Items listed in a dataset:

________________________________________

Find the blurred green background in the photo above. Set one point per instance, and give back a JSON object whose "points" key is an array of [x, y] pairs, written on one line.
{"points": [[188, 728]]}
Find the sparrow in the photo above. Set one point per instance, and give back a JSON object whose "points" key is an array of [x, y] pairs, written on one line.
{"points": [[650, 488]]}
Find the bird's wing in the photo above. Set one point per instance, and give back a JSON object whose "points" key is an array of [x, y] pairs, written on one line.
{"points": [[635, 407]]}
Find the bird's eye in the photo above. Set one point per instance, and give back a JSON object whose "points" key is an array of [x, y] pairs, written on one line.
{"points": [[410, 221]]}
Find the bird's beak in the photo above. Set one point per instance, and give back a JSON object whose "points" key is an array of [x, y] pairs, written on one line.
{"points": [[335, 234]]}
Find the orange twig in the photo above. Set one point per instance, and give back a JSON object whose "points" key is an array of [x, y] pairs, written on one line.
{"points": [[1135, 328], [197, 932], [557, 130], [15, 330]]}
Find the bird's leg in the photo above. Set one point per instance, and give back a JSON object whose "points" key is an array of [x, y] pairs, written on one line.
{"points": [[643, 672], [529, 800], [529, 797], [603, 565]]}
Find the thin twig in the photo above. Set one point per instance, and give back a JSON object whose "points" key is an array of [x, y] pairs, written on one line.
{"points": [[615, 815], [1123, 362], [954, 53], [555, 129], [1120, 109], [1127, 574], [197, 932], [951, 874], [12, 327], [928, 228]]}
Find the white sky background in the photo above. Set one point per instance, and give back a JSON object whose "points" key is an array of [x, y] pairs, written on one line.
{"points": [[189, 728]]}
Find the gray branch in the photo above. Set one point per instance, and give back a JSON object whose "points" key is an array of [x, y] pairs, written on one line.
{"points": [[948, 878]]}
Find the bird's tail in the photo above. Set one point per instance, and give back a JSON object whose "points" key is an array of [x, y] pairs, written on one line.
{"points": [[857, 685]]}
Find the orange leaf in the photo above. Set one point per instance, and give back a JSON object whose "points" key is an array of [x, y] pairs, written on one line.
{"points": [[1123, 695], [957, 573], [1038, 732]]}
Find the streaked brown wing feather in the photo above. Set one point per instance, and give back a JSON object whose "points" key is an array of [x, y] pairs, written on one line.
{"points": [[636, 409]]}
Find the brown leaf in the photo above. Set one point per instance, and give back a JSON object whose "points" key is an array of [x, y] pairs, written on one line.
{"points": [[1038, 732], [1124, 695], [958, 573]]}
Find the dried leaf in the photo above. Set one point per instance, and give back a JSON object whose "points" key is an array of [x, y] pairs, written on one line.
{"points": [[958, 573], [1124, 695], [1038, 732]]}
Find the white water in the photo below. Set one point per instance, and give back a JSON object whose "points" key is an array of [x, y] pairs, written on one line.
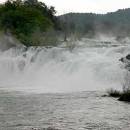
{"points": [[87, 68]]}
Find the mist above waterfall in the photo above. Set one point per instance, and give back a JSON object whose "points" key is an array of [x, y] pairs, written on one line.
{"points": [[86, 68]]}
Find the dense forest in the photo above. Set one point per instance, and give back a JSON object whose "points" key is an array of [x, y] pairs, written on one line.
{"points": [[29, 21], [33, 23], [114, 23]]}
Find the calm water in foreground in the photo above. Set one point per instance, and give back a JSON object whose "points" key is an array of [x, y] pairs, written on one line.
{"points": [[73, 111]]}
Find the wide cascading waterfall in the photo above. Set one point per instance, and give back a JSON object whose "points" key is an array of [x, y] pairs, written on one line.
{"points": [[60, 70]]}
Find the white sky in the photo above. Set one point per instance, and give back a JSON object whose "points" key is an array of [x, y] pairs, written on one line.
{"points": [[97, 6]]}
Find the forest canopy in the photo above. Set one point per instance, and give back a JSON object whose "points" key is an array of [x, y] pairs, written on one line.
{"points": [[25, 19]]}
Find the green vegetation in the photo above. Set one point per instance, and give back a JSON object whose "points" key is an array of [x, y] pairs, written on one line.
{"points": [[27, 21], [90, 24]]}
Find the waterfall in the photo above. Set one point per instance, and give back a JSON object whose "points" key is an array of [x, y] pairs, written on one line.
{"points": [[88, 67]]}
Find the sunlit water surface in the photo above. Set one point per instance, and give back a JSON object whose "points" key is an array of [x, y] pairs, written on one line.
{"points": [[73, 111]]}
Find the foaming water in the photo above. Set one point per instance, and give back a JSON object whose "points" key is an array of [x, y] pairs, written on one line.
{"points": [[86, 68]]}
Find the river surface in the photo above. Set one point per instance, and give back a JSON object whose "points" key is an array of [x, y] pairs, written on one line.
{"points": [[71, 111]]}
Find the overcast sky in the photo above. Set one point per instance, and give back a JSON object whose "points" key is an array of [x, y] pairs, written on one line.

________________________________________

** Aim of the exercise **
Exact copy, no pictures: return the entries word for word.

** Completed task **
Find the blurred green background in the photo above. Set one point per instance, and give back a JSON object whose "points" key is an array of [x, y] pairs, written on one line.
{"points": [[188, 728]]}
Find the sparrow in the photo above. Set one point per instance, and give back a JSON object whose "points" key is an array of [x, y] pairs, written on one line.
{"points": [[650, 488]]}
Find the bird's wing in the photo above. Set one point per instance, and give back a JSON object whose "points" key is an array of [x, y] pairs, written on one line.
{"points": [[635, 407]]}
Find the bird's eye in the photo above. Set one point per instance, and give back a JSON object whose "points" key is an array of [x, y] pairs, written on one line.
{"points": [[410, 221]]}
Find the bird's beak in the photo above. Set one point per instance, and give back a JSON object whose "points" key is an array of [x, y] pairs, written on one line.
{"points": [[335, 234]]}
Find the orange twig in the photo above. Set one point per instance, and give back a JSON object whose "points" key is an array of [x, y] pairs, written on one line.
{"points": [[1135, 328], [197, 932], [557, 130], [15, 330]]}
Find the bird's leg in the photo above. Set one point per instance, and give back a JSON object whose "points" key is an array of [x, y] pairs, written on one line.
{"points": [[643, 672], [529, 800], [529, 797], [603, 565]]}
Find the thin twig in the photo above. Set one point per instance, and give back a JSON object whose "points" key is an array of [x, y] pairs, written on one line.
{"points": [[615, 815], [1123, 362], [954, 53], [555, 129], [1120, 109], [1127, 574], [197, 932], [951, 874], [12, 327], [928, 228]]}
Find the white sky background in the photo above. Set one point per instance, and give back a JSON object whose "points" key is an array of [x, y] pairs, written on one line.
{"points": [[189, 728]]}
Find the gray branch in the photo above. Set one point per instance, and give back a JSON object whose "points" key is an array of [x, y] pairs, written on one line.
{"points": [[948, 878]]}
Find the bird's tail in the photo above. Set one point per instance, and give back a JSON object whose "points" key is an array of [x, y] pairs, written on one line.
{"points": [[857, 685]]}
Find the orange leaf in the photo above. Set one point per instance, and give back a JSON object whose "points" key is an array of [x, y] pairs, written on one line.
{"points": [[1123, 695], [957, 573], [1038, 732]]}
Find the streaked brown wing feather in the photo above. Set one point per instance, and give back a JSON object whose "points" key is an array of [x, y] pairs, written on one line.
{"points": [[636, 409]]}
Find the brown leaf in the photo above. Set one point per instance, and give back a JSON object whose "points" key is an array of [x, y] pairs, written on one line.
{"points": [[1038, 732], [1124, 695], [958, 573]]}
Find the dried leaf in the photo above. Set one point per instance, and give back a JSON object whose "points" key is an array of [x, y] pairs, written on one line.
{"points": [[958, 573], [1124, 695], [1038, 732]]}
Find the white water in the photo below. Set one point per instance, and give back a JSON object whose "points" key is an array of [x, y] pairs, written on one line.
{"points": [[87, 68]]}
Find the mist above waterfall in the photo above. Set one point per instance, and give back a JSON object whose "points" key is an array of [x, y] pairs, written on one line.
{"points": [[86, 68]]}
Find the dense forest in the photo above. Set one point per instance, and give back a JSON object whose "points" key is an array of [x, y] pairs, written on one line.
{"points": [[29, 21], [33, 23], [114, 23]]}
Find the calm water in foreground in the photo above. Set one point per instance, and give back a JSON object whose "points" key is an array of [x, y] pairs, written on one line.
{"points": [[73, 111]]}
Find the wide cascading waterfall in the photo above. Set one point per instance, and give back a JSON object whose "points" key is an array of [x, y] pairs, written on one line.
{"points": [[60, 70]]}
Find the white sky in the photo above. Set one point per instance, and give back a JSON object whose "points" key is an array of [x, y] pairs, written on one line.
{"points": [[97, 6]]}
Find the forest canopy in the photo above. Set one point per instance, and give back a JSON object whose "points" key is an array of [x, y] pairs, written on one line.
{"points": [[25, 19]]}
Find the green vegetation in the photo above. Set one point per instance, and give back a JSON object whose "points" key is an array of [x, y] pairs, written on one line.
{"points": [[27, 21], [90, 24]]}
Find the waterfall in the photo above. Set one point per instance, and give back a JSON object whose "points" key is an array of [x, y] pairs, written on one line.
{"points": [[88, 67]]}
Find the sunlit water surface in the photo above. Set one point per instance, and give back a JSON object whose "points" key is an array of [x, y] pairs, written on one line.
{"points": [[73, 111]]}
Find the foaming water in the photo above. Set one point per instance, and give back a JSON object whose "points" key is an array of [x, y] pairs, written on one line.
{"points": [[86, 68]]}
Find the river surface in the photo above. Set one point per instance, and give back a JSON object whose "points" key is an array of [x, y] pairs, written on one line.
{"points": [[71, 111]]}
Find the overcast sky in the photo above. Set one point per instance, and give back a JSON object whose "points" key is an array of [x, y] pairs, written on one line.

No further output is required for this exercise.